İlim ve iman verilenler!!! "İlim verilenler" lafzını bazı bünyeler kaldırabilir ancak "iman verilenler" lafzını hazmetmesi zordur! Hazmedemiyorsanız geçin.

Sayfa: 414, Cüz: 21
----- 32.Secde Suresi 5.Ayet -----
Gökten yeryüzüne işi O (Allah) yönetir, sonra (o iş,) miktarı sizin saydıklarınızdan (sizin hesabınıza göre) bin yıl olan bir günde O'na çıkar.

Sünnetullah'ın işleyişi... Arş --> Semalar --> Yeryüzü... Zat --> Esma --> Fiil --> Şehadet... Yeryüzüne inzal olan nur/data ve yeryüzünde açığa çıkan datanın tekrardan geriye doğru bir yol ile bizim kelime dağarcığımıza göre "yükselişi".

Sayfa: 426, Cüz: 22
----- 33.Ahzab Suresi 67.Ayet -----
(Devamında) şöyle dediler; "Rabbimiz! Doğrusu biz efendilerimize ve büyüklerimize itaat ettik, fakat onlar bizi doğru yoldan saptırdılar."
Sayfa: 431, Cüz: 22
----- 34.Sebe Suresi 32.Ayet -----
Büyüklük taslayanlar ise zayıf görülenlere; "Size hidayet geldikten sonra sizi ondan biz mi alıkoyduk? Bilakis, siz (zaten) suçlu kimselerdiniz" dediler.
----- 34.Sebe Suresi 33.Ayet -----
Zayıf görülenler de büyüklük taslayanlara; "Aksine, (bizi asıl saptıran) gece gündüz tuzak kurma(nızdı). Zira, bize Allah'ı inkar etmemizi ve O'na eşler koşmamızı emrediyordunuz" dediler. Azabı gördüklerinde (içlerindeki) pişmanlığı gizlediler. (Nankörlük edip, gerçekleri gizleyip örterek) küfre düşenlerin boyunlarına zincirli bağlar geçirdik. (Yoksa) yaptıklarından başkasıyla mı karşılık bulacaklardı?

İşaretleme veri kümesinden alıntılar
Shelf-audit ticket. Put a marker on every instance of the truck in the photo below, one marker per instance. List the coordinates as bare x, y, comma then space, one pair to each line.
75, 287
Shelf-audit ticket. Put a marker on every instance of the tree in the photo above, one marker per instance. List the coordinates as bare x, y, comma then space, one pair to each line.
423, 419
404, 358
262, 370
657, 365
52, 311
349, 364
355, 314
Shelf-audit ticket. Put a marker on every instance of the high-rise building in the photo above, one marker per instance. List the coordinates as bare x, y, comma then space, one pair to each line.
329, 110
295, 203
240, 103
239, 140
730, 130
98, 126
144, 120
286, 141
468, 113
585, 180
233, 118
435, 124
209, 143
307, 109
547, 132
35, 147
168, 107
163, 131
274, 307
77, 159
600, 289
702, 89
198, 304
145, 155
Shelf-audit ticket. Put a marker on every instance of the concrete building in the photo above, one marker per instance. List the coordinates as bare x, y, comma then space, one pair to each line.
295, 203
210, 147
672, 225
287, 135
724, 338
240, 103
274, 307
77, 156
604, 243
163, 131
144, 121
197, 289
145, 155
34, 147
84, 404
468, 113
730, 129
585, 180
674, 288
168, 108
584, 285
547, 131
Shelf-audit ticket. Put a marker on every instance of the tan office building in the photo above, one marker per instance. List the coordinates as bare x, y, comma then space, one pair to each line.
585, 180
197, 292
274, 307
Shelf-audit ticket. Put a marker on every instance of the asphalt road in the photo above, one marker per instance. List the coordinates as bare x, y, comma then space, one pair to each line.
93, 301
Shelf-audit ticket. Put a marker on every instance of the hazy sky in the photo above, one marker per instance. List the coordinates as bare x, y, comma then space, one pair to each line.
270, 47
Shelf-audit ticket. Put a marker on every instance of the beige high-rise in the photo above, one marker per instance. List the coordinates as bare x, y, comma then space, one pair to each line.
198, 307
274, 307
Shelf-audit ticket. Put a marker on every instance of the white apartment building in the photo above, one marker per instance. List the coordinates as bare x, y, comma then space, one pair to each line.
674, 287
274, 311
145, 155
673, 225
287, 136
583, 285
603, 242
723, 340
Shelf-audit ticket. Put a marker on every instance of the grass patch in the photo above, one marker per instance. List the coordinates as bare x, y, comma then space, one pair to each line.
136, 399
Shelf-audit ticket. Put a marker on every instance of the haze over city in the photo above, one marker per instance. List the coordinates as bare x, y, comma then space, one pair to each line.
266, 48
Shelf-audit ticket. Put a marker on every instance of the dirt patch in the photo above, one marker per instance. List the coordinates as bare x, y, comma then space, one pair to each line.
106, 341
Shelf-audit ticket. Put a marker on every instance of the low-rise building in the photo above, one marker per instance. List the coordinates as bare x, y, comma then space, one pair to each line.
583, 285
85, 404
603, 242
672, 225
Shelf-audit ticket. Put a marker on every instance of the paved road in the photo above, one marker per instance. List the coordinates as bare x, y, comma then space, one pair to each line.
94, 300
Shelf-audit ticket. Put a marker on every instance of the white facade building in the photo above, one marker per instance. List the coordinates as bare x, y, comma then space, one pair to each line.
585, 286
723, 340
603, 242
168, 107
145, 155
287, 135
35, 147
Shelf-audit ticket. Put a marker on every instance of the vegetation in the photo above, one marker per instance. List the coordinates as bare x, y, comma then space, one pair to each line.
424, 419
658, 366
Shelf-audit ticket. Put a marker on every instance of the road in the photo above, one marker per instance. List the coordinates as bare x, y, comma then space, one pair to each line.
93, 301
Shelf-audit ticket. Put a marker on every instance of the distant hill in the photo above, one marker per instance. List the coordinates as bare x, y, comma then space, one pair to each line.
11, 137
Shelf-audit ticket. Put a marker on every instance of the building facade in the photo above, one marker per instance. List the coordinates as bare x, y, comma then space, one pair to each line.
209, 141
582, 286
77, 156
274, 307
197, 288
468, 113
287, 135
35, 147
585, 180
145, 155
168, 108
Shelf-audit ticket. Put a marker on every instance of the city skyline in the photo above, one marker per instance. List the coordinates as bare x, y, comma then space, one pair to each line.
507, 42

▶ _İstenen_:
Verilen metinde "----- 34.Sebe Suresi 33.Ayet" ifadesiyle başlayıp "mı karşılık bulacaklardı?" ifadesiyle biten bölümü hiçbir değişiklik yapmadan tekrar yazın. Yalnızca verilen metne dayanın.

▶ _Görevin sonucu_:
----- 34.Sebe Suresi 33.Ayet -----
Zayıf görülenler de büyüklük taslayanlara; "Aksine, (bizi asıl saptıran) gece gündüz tuzak kurma(nızdı). Zira, bize Allah'ı inkar etmemizi ve O'na eşler koşmamızı emrediyordunuz" dediler. Azabı gördüklerinde (içlerindeki) pişmanlığı gizlediler. (Nankörlük edip, gerçekleri gizleyip örterek) küfre düşenlerin boyunlarına zincirli bağlar geçirdik. (Yoksa) yaptıklarından başkasıyla mı karşılık bulacaklardı?